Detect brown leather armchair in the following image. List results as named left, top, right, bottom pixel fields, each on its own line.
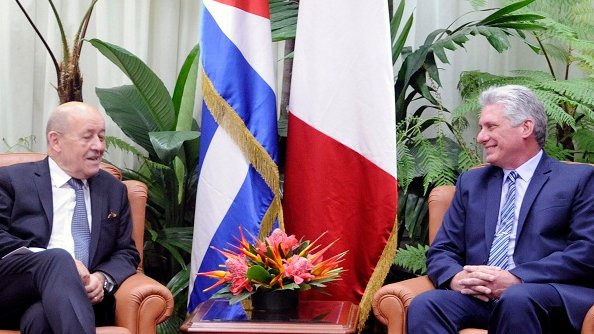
left=0, top=153, right=174, bottom=334
left=372, top=185, right=594, bottom=334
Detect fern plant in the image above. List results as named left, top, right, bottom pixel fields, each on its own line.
left=456, top=0, right=594, bottom=163
left=396, top=0, right=545, bottom=193
left=393, top=244, right=430, bottom=276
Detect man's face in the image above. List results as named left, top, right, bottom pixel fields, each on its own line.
left=54, top=110, right=106, bottom=179
left=476, top=104, right=527, bottom=169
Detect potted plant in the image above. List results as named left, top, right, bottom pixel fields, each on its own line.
left=14, top=0, right=99, bottom=103
left=88, top=38, right=200, bottom=333
left=197, top=227, right=346, bottom=311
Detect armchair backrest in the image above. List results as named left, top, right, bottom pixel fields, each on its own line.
left=427, top=185, right=456, bottom=245
left=0, top=152, right=147, bottom=271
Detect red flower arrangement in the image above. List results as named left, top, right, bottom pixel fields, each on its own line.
left=198, top=228, right=347, bottom=303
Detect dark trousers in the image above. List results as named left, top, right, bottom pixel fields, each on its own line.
left=407, top=283, right=576, bottom=334
left=0, top=248, right=111, bottom=334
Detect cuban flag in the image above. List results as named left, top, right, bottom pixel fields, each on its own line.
left=188, top=0, right=281, bottom=312
left=283, top=0, right=397, bottom=328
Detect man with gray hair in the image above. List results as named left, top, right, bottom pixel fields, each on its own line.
left=407, top=85, right=594, bottom=333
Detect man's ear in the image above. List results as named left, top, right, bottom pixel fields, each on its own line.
left=521, top=119, right=535, bottom=139
left=47, top=131, right=61, bottom=153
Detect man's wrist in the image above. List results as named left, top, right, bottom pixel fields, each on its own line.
left=96, top=271, right=116, bottom=294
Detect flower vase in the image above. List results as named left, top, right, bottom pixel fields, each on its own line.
left=251, top=288, right=299, bottom=312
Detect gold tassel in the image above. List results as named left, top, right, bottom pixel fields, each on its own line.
left=201, top=69, right=283, bottom=238
left=356, top=215, right=398, bottom=333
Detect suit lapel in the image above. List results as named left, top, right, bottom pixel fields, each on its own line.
left=88, top=173, right=105, bottom=267
left=33, top=159, right=54, bottom=228
left=516, top=155, right=552, bottom=239
left=484, top=168, right=504, bottom=253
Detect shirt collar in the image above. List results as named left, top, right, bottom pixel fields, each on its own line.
left=48, top=157, right=88, bottom=188
left=502, top=149, right=543, bottom=182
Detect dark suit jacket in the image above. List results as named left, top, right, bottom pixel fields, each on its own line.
left=427, top=154, right=594, bottom=328
left=0, top=158, right=139, bottom=286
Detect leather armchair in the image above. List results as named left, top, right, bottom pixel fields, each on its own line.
left=0, top=152, right=174, bottom=334
left=372, top=185, right=594, bottom=334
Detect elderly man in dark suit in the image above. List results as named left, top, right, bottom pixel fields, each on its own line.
left=0, top=102, right=139, bottom=333
left=407, top=85, right=594, bottom=333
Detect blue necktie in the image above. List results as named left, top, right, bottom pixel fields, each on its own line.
left=68, top=178, right=90, bottom=267
left=488, top=171, right=519, bottom=269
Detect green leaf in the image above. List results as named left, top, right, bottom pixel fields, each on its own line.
left=271, top=16, right=297, bottom=32
left=270, top=0, right=298, bottom=42
left=393, top=13, right=414, bottom=64
left=89, top=38, right=175, bottom=131
left=390, top=0, right=406, bottom=42
left=166, top=267, right=190, bottom=298
left=432, top=45, right=448, bottom=64
left=393, top=244, right=429, bottom=275
left=149, top=131, right=200, bottom=165
left=479, top=0, right=538, bottom=25
left=477, top=27, right=511, bottom=52
left=281, top=282, right=300, bottom=290
left=247, top=265, right=273, bottom=283
left=485, top=14, right=545, bottom=25
left=96, top=85, right=158, bottom=157
left=452, top=34, right=470, bottom=47
left=172, top=44, right=200, bottom=131
left=490, top=22, right=546, bottom=31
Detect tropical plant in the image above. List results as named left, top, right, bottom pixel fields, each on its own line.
left=15, top=0, right=99, bottom=103
left=269, top=0, right=299, bottom=138
left=455, top=0, right=594, bottom=163
left=88, top=39, right=200, bottom=333
left=1, top=136, right=37, bottom=152
left=393, top=244, right=429, bottom=276
left=395, top=0, right=546, bottom=193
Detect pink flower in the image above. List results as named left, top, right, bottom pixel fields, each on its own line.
left=255, top=240, right=268, bottom=255
left=267, top=228, right=299, bottom=254
left=225, top=255, right=253, bottom=295
left=283, top=255, right=315, bottom=284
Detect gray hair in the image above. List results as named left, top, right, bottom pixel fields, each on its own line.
left=46, top=109, right=69, bottom=141
left=479, top=85, right=547, bottom=148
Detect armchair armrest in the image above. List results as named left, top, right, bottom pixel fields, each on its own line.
left=114, top=272, right=174, bottom=334
left=372, top=275, right=435, bottom=334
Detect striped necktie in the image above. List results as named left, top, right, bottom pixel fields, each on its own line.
left=487, top=171, right=519, bottom=269
left=68, top=178, right=90, bottom=267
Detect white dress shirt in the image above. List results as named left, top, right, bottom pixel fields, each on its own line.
left=47, top=158, right=92, bottom=259
left=498, top=149, right=543, bottom=269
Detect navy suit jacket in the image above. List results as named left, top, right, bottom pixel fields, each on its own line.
left=0, top=158, right=139, bottom=286
left=427, top=154, right=594, bottom=328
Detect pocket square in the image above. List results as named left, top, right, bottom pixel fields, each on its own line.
left=107, top=211, right=118, bottom=219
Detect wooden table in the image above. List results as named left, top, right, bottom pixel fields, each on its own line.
left=180, top=299, right=359, bottom=334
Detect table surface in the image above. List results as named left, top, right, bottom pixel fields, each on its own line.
left=180, top=299, right=359, bottom=334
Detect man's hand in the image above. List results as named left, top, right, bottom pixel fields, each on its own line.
left=75, top=259, right=90, bottom=286
left=74, top=259, right=105, bottom=304
left=454, top=265, right=521, bottom=301
left=463, top=265, right=521, bottom=299
left=450, top=266, right=496, bottom=302
left=86, top=272, right=106, bottom=305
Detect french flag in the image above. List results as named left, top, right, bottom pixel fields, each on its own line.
left=188, top=0, right=280, bottom=313
left=283, top=0, right=397, bottom=328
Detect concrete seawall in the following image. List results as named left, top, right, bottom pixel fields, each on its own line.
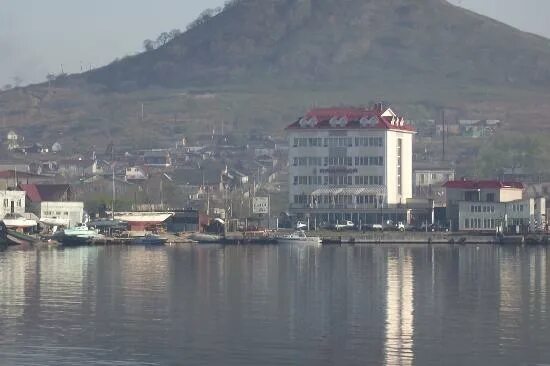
_ _ _ _
> Task details
Reproduce every line of the material precisely, omitting its pictures.

> Response to this task
Detect brown leather armchair in the following image. List results as named left, top, right, bottom pixel fields, each on its own line.
left=0, top=153, right=174, bottom=334
left=372, top=185, right=594, bottom=334
Detect fern plant in the image above. List results as named left, top, right, bottom pixel fields, each on its own line.
left=456, top=0, right=594, bottom=163
left=396, top=0, right=545, bottom=193
left=393, top=244, right=430, bottom=276
Detect man's face in the image above. List results as named left, top, right, bottom pixel fields, each on its own line.
left=54, top=110, right=106, bottom=179
left=476, top=104, right=527, bottom=169
Detect potted plant in the image above. List results as named left, top, right, bottom pixel fields, each on its own line.
left=14, top=0, right=99, bottom=103
left=88, top=38, right=200, bottom=333
left=197, top=227, right=346, bottom=311
Detect armchair backrest in the image above. List results as named left, top, right, bottom pixel fields, each on its own line.
left=427, top=185, right=456, bottom=245
left=0, top=152, right=147, bottom=271
Detect red flower arrangement in the image above. List results as named left, top, right, bottom pixel fields, each on its own line.
left=198, top=228, right=347, bottom=303
Detect dark trousers in the image above. List results as named left, top, right, bottom pixel fields, each on its own line.
left=407, top=283, right=576, bottom=334
left=0, top=248, right=111, bottom=334
Detect cuban flag in the image above. List results as named left, top, right, bottom pixel fields, each on its own line.
left=188, top=0, right=281, bottom=312
left=283, top=0, right=397, bottom=328
Detect man with gray hair in the image above. List results as named left, top, right, bottom pixel fields, each on its own line.
left=407, top=85, right=594, bottom=333
Detect man's ear in the image above. List results as named left, top, right, bottom pixel fields, each on its own line.
left=521, top=119, right=535, bottom=139
left=47, top=131, right=61, bottom=153
Detect man's wrist in the image above. List results as named left, top, right, bottom pixel fields, each on its own line.
left=96, top=271, right=116, bottom=294
Detect flower vase in the image above. List results as named left, top, right, bottom pixel fields, each on its own line.
left=251, top=288, right=299, bottom=312
Detect gold tassel in the image above. List results as named left, top, right, bottom pixel fields, each on its own line.
left=201, top=69, right=283, bottom=238
left=356, top=215, right=398, bottom=333
Detect suit lapel in the image above. List results as named left, top, right, bottom pixel fields, each on its own line.
left=88, top=173, right=105, bottom=267
left=33, top=159, right=54, bottom=228
left=516, top=155, right=552, bottom=239
left=484, top=168, right=504, bottom=253
Detect shirt collar in the image above. List results as named left, top, right, bottom pixel fields, each on its own line.
left=48, top=157, right=88, bottom=188
left=502, top=149, right=543, bottom=182
Detect dark suit jacket in the image above. List results as named left, top, right, bottom pixel fields, each on its own line.
left=427, top=154, right=594, bottom=328
left=0, top=158, right=139, bottom=286
Detect leather armchair in the image above. List results as named left, top, right, bottom pixel fields, each on its own line.
left=0, top=152, right=174, bottom=334
left=372, top=185, right=594, bottom=334
Detect elderly man in dark suit in the image above. List results as named left, top, right, bottom pixel fields, each on its own line.
left=0, top=102, right=139, bottom=333
left=407, top=85, right=594, bottom=333
Detect blue necktie in the image above. List results as named left, top, right, bottom pixel fields, each on its own line.
left=68, top=178, right=90, bottom=267
left=488, top=171, right=519, bottom=269
Detect green leaf in the image above. List results as named left, top, right, bottom pixel fields, each on its own line.
left=271, top=16, right=297, bottom=32
left=270, top=0, right=298, bottom=42
left=393, top=13, right=414, bottom=64
left=89, top=38, right=175, bottom=131
left=390, top=0, right=406, bottom=42
left=166, top=267, right=190, bottom=298
left=432, top=45, right=448, bottom=64
left=393, top=244, right=429, bottom=275
left=149, top=131, right=200, bottom=165
left=479, top=0, right=538, bottom=25
left=477, top=27, right=511, bottom=52
left=281, top=282, right=300, bottom=290
left=247, top=265, right=273, bottom=283
left=485, top=14, right=545, bottom=25
left=96, top=85, right=158, bottom=157
left=452, top=34, right=470, bottom=47
left=172, top=44, right=200, bottom=131
left=490, top=22, right=546, bottom=31
Detect tropical plant in the image above. List results as named left, top, right, bottom pixel fields, each on its own line.
left=15, top=0, right=99, bottom=103
left=269, top=0, right=299, bottom=138
left=455, top=0, right=594, bottom=163
left=88, top=39, right=200, bottom=333
left=1, top=136, right=37, bottom=152
left=393, top=244, right=429, bottom=276
left=395, top=0, right=546, bottom=193
Detect pink flower in the image above. List results as named left, top, right, bottom pixel fields, each on its own line.
left=255, top=240, right=268, bottom=255
left=267, top=228, right=299, bottom=254
left=225, top=255, right=253, bottom=295
left=283, top=255, right=315, bottom=284
Detect gray hair in the image above. List results as named left, top, right, bottom pixel fields, each on its own line.
left=46, top=109, right=69, bottom=141
left=479, top=85, right=547, bottom=148
Detect armchair armrest in the image above. List results as named left, top, right, bottom pixel fields, each on its own line.
left=114, top=272, right=174, bottom=334
left=372, top=275, right=435, bottom=334
Detect striped necktie in the image above. List results as named left, top, right, bottom pixel fields, each on its own line.
left=487, top=171, right=519, bottom=269
left=68, top=178, right=90, bottom=267
Detect white dress shirt in the image above. List results as named left, top, right, bottom pixel fields, each on its own line.
left=47, top=158, right=92, bottom=259
left=498, top=149, right=543, bottom=269
Detect navy suit jacket in the image above. List results as named left, top, right, bottom pixel fields, each on its own line.
left=0, top=158, right=139, bottom=286
left=427, top=154, right=594, bottom=328
Detect pocket square in the image above. List results as named left, top, right, bottom pixel fields, each on its own line.
left=107, top=211, right=118, bottom=219
Detect wooden table in the image above. List results as named left, top, right, bottom pixel fields, each on its own line.
left=180, top=299, right=359, bottom=334
Detect table surface in the image above. List results as named left, top, right, bottom pixel fields, each on its own line.
left=180, top=299, right=359, bottom=334
Detect man's hand in the image above. List results as named left, top, right, bottom pixel fields, each on its own line.
left=75, top=259, right=90, bottom=286
left=74, top=259, right=105, bottom=304
left=454, top=265, right=521, bottom=301
left=463, top=265, right=521, bottom=299
left=450, top=266, right=496, bottom=302
left=86, top=272, right=106, bottom=305
Detect french flag in the image above. List results as named left, top, right, bottom pixel fields, each on its own line.
left=188, top=0, right=280, bottom=313
left=283, top=0, right=397, bottom=328
Detect concrete seawall in the following image. List results as named left, top, right, bottom pixel fields, each on its own line.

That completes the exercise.